## Instructions for the task
Pull out each line of the entries below that contains the string "mirror".

-- Supplied data start --

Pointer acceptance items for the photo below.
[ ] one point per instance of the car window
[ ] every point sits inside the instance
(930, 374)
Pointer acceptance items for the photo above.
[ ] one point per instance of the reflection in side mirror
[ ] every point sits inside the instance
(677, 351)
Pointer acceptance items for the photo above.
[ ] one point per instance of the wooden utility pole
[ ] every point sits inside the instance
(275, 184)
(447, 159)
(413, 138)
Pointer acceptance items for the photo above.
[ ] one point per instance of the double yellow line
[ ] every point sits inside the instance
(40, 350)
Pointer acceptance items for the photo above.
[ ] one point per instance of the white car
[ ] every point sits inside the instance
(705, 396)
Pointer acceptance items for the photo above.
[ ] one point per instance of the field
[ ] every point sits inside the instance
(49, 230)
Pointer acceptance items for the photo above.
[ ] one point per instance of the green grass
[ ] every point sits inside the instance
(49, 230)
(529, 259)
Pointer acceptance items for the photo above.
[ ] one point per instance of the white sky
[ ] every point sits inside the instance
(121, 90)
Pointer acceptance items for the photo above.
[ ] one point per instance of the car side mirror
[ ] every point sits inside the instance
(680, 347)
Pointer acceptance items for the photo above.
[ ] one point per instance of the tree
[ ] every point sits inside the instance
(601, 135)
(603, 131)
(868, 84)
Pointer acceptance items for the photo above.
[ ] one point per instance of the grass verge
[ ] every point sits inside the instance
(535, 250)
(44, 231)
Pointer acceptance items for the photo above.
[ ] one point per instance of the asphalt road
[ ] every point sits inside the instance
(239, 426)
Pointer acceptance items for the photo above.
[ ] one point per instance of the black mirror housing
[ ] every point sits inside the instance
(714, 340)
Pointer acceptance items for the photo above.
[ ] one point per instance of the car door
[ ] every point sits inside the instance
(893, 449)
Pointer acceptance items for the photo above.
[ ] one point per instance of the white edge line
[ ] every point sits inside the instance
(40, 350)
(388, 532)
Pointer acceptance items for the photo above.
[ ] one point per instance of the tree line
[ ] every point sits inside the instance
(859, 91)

-- Supplied data end --

## Written answer
[ ] one point per instance of the reflection in side mirror
[ ] one point per instance of the car side mirror
[ ] one point per instance of the black mirror housing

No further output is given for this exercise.